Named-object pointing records
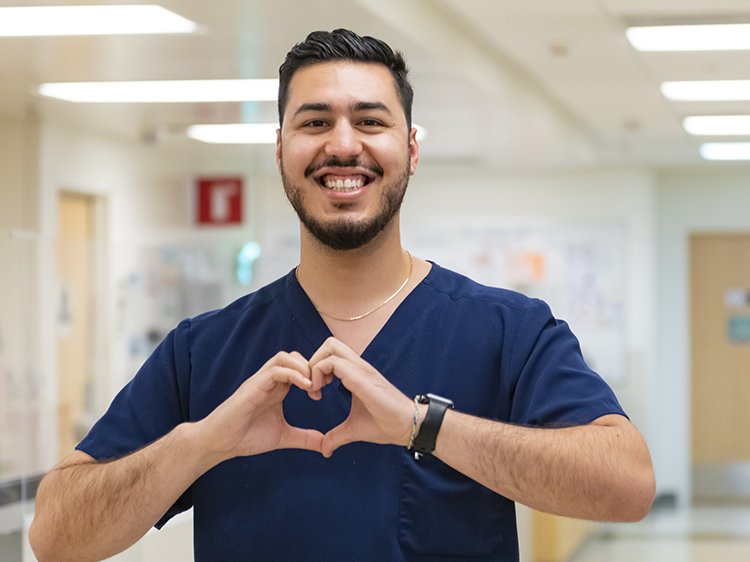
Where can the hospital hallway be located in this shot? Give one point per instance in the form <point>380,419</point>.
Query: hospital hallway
<point>706,533</point>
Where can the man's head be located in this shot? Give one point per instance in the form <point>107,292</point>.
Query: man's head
<point>344,45</point>
<point>345,148</point>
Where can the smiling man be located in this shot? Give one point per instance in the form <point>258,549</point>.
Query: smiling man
<point>370,405</point>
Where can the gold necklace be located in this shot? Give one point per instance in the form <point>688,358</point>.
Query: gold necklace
<point>381,305</point>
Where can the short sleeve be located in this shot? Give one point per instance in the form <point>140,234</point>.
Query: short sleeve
<point>153,403</point>
<point>554,386</point>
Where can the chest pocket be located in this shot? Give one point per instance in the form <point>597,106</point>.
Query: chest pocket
<point>444,513</point>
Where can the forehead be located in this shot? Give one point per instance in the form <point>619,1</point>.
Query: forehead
<point>341,83</point>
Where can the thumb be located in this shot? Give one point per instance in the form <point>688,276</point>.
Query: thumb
<point>296,438</point>
<point>335,438</point>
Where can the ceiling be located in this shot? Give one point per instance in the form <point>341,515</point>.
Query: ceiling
<point>498,83</point>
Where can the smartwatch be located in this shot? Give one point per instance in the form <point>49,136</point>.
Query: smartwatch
<point>424,442</point>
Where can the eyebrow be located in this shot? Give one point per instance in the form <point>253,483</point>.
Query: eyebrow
<point>356,107</point>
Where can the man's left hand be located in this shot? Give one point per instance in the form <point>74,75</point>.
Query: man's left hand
<point>380,412</point>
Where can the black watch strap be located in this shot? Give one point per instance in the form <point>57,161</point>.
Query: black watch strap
<point>424,442</point>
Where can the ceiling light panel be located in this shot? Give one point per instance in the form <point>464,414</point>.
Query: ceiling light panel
<point>91,20</point>
<point>235,133</point>
<point>718,37</point>
<point>717,124</point>
<point>725,151</point>
<point>163,91</point>
<point>707,90</point>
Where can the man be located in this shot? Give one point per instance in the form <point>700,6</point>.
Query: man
<point>295,420</point>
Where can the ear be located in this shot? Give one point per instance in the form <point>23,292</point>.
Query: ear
<point>413,151</point>
<point>278,149</point>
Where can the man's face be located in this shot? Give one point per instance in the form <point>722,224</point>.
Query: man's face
<point>345,152</point>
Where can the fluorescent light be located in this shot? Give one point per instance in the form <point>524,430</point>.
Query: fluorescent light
<point>235,133</point>
<point>247,133</point>
<point>707,90</point>
<point>719,37</point>
<point>726,151</point>
<point>163,91</point>
<point>91,20</point>
<point>717,124</point>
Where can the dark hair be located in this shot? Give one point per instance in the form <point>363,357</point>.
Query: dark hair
<point>345,45</point>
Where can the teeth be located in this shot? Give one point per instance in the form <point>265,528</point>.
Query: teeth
<point>348,184</point>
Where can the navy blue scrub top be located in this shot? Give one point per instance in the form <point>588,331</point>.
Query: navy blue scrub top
<point>497,354</point>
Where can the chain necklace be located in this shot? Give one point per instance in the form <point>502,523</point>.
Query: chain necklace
<point>378,307</point>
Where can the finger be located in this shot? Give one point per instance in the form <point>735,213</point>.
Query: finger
<point>335,438</point>
<point>322,373</point>
<point>286,375</point>
<point>298,361</point>
<point>332,346</point>
<point>296,438</point>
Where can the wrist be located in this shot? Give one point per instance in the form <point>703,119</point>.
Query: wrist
<point>199,440</point>
<point>424,437</point>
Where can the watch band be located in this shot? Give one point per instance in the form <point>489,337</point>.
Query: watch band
<point>424,442</point>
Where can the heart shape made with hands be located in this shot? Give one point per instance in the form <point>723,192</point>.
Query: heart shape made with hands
<point>380,413</point>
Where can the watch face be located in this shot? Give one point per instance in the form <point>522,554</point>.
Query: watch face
<point>434,397</point>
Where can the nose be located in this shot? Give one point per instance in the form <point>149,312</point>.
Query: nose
<point>343,141</point>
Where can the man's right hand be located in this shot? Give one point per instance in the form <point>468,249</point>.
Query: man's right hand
<point>251,421</point>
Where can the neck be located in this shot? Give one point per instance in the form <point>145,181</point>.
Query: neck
<point>347,283</point>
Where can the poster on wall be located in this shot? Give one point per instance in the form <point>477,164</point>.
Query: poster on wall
<point>579,269</point>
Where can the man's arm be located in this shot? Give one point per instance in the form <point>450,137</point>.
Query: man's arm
<point>600,471</point>
<point>597,471</point>
<point>88,510</point>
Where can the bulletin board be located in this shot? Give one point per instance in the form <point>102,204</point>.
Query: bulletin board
<point>580,269</point>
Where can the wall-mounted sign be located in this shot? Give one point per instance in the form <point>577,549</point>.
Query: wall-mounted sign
<point>737,298</point>
<point>739,329</point>
<point>219,200</point>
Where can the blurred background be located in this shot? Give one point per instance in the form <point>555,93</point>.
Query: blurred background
<point>589,152</point>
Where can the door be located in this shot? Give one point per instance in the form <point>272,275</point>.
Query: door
<point>720,359</point>
<point>75,316</point>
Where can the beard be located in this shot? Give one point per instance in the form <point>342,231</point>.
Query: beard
<point>345,233</point>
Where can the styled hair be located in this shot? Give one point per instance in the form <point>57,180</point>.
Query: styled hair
<point>344,45</point>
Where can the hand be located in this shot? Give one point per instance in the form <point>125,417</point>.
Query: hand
<point>380,412</point>
<point>251,421</point>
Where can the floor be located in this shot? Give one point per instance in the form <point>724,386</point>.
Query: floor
<point>701,534</point>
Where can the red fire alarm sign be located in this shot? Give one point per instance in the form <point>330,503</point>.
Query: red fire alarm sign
<point>219,200</point>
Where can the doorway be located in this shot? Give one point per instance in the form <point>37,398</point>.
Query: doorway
<point>78,316</point>
<point>720,359</point>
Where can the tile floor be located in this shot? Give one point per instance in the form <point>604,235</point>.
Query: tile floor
<point>699,534</point>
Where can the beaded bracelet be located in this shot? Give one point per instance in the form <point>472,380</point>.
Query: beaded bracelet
<point>414,423</point>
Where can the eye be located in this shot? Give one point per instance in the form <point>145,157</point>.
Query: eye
<point>315,123</point>
<point>369,122</point>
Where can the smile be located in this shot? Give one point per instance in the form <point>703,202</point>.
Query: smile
<point>344,183</point>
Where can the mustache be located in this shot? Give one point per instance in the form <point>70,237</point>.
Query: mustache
<point>336,162</point>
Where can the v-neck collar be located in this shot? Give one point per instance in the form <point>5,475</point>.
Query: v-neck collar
<point>379,350</point>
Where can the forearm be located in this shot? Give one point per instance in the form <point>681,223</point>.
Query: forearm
<point>90,510</point>
<point>595,471</point>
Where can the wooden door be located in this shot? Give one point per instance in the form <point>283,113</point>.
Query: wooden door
<point>75,315</point>
<point>720,364</point>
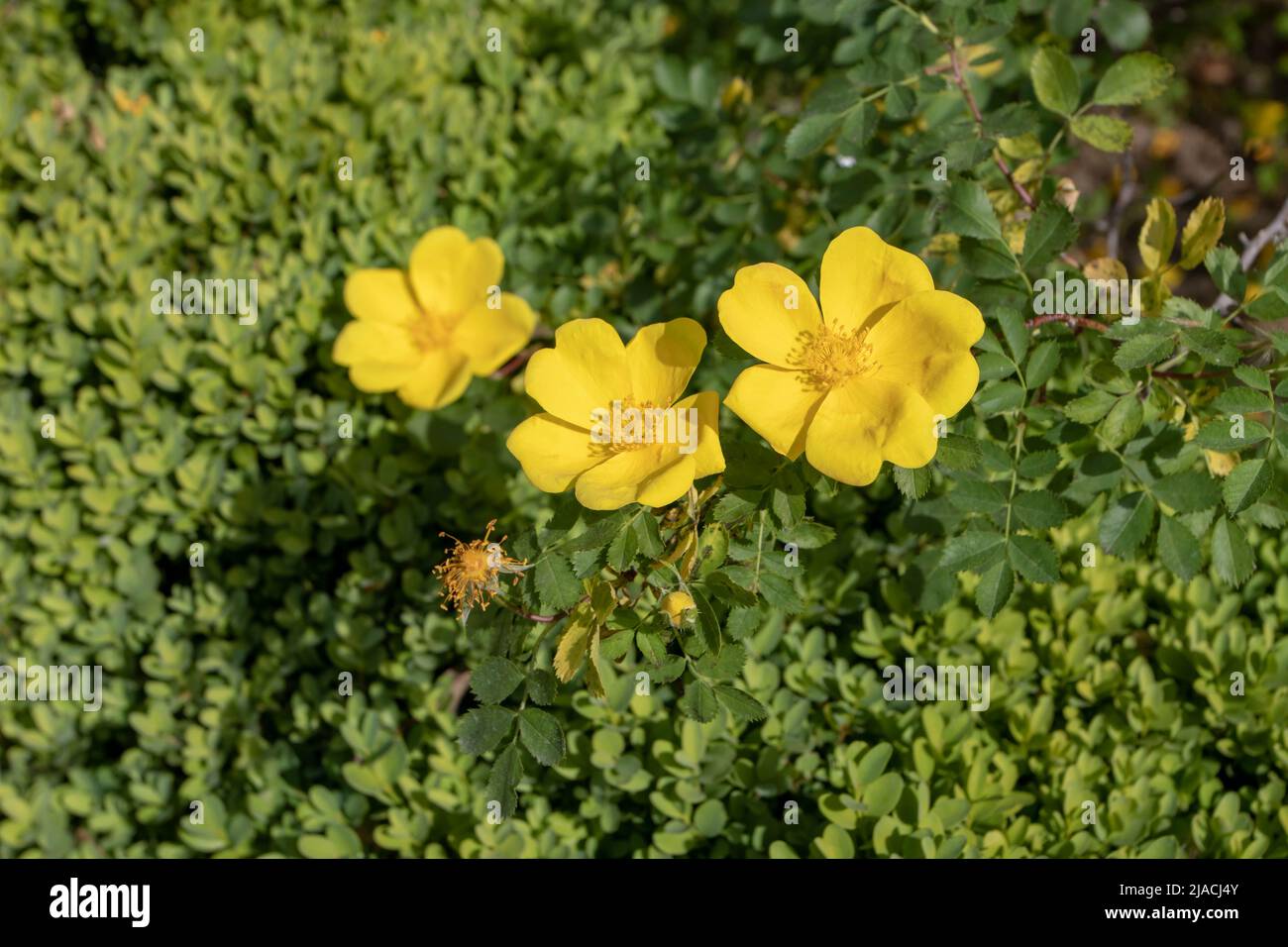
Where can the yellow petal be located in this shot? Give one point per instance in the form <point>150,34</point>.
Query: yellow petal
<point>553,453</point>
<point>450,272</point>
<point>669,483</point>
<point>707,459</point>
<point>863,274</point>
<point>776,403</point>
<point>489,337</point>
<point>585,371</point>
<point>662,357</point>
<point>381,295</point>
<point>923,343</point>
<point>380,356</point>
<point>759,315</point>
<point>374,342</point>
<point>655,475</point>
<point>441,377</point>
<point>867,420</point>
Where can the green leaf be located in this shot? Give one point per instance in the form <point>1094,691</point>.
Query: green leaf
<point>1252,376</point>
<point>1055,80</point>
<point>1177,548</point>
<point>974,552</point>
<point>810,134</point>
<point>871,766</point>
<point>698,701</point>
<point>709,818</point>
<point>912,483</point>
<point>1241,401</point>
<point>1202,231</point>
<point>1050,231</point>
<point>995,587</point>
<point>483,728</point>
<point>958,453</point>
<point>1042,364</point>
<point>1133,78</point>
<point>541,735</point>
<point>1270,304</point>
<point>1000,397</point>
<point>1039,509</point>
<point>857,129</point>
<point>494,680</point>
<point>1245,484</point>
<point>1034,560</point>
<point>977,496</point>
<point>1223,263</point>
<point>1016,333</point>
<point>969,211</point>
<point>1124,421</point>
<point>707,621</point>
<point>1126,523</point>
<point>741,703</point>
<point>541,685</point>
<point>503,779</point>
<point>622,549</point>
<point>1232,556</point>
<point>1103,132</point>
<point>1219,436</point>
<point>883,795</point>
<point>725,665</point>
<point>1214,346</point>
<point>557,585</point>
<point>1188,491</point>
<point>1144,350</point>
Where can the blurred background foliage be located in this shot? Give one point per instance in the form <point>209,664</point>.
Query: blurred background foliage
<point>222,681</point>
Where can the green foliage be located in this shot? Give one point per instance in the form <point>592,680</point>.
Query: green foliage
<point>1081,531</point>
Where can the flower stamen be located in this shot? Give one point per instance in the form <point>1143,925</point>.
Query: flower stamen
<point>829,357</point>
<point>471,573</point>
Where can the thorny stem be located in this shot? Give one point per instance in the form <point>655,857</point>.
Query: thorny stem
<point>531,616</point>
<point>516,363</point>
<point>960,81</point>
<point>1072,321</point>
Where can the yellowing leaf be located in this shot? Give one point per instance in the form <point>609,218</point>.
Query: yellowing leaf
<point>1103,132</point>
<point>1220,464</point>
<point>572,648</point>
<point>593,684</point>
<point>1202,232</point>
<point>1104,268</point>
<point>1158,235</point>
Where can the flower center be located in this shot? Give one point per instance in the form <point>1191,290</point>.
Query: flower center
<point>475,565</point>
<point>626,425</point>
<point>829,357</point>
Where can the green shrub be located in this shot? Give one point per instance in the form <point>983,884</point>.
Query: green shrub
<point>224,681</point>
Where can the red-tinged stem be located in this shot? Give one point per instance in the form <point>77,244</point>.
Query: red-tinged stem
<point>1072,321</point>
<point>516,363</point>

• Aim of the exercise:
Quote verbatim the line containing "Where can the flower stamen" and every line after it through the end of the records above.

• Answer to the task:
Where can the flower stamen be located in this shot? Give one point per instance in the form <point>1143,925</point>.
Query: flower stamen
<point>829,357</point>
<point>471,573</point>
Where can the thorny stem be located in this shot? Give one point per instance in the form <point>655,857</point>.
Query: thorny stem
<point>531,616</point>
<point>516,363</point>
<point>960,81</point>
<point>1072,321</point>
Where can the yellowing leaf be located in this shot? Give one point per instance in the form <point>609,218</point>.
Query: yellowing leaf
<point>1103,132</point>
<point>1220,464</point>
<point>572,648</point>
<point>593,684</point>
<point>1202,232</point>
<point>1104,268</point>
<point>1158,235</point>
Where can the flower center be located in this shot? Give one point per instance in the form <point>1191,290</point>.
Query: flower center
<point>475,565</point>
<point>626,425</point>
<point>829,357</point>
Where can the green shrub be located in this shot? Give one point per instance in the form <point>983,884</point>.
Query: green shrub
<point>224,681</point>
Where can the red-tinged stem be located in this shot? Give one point per instance in the form <point>77,244</point>.
Query: red-tinged stem
<point>1072,321</point>
<point>516,363</point>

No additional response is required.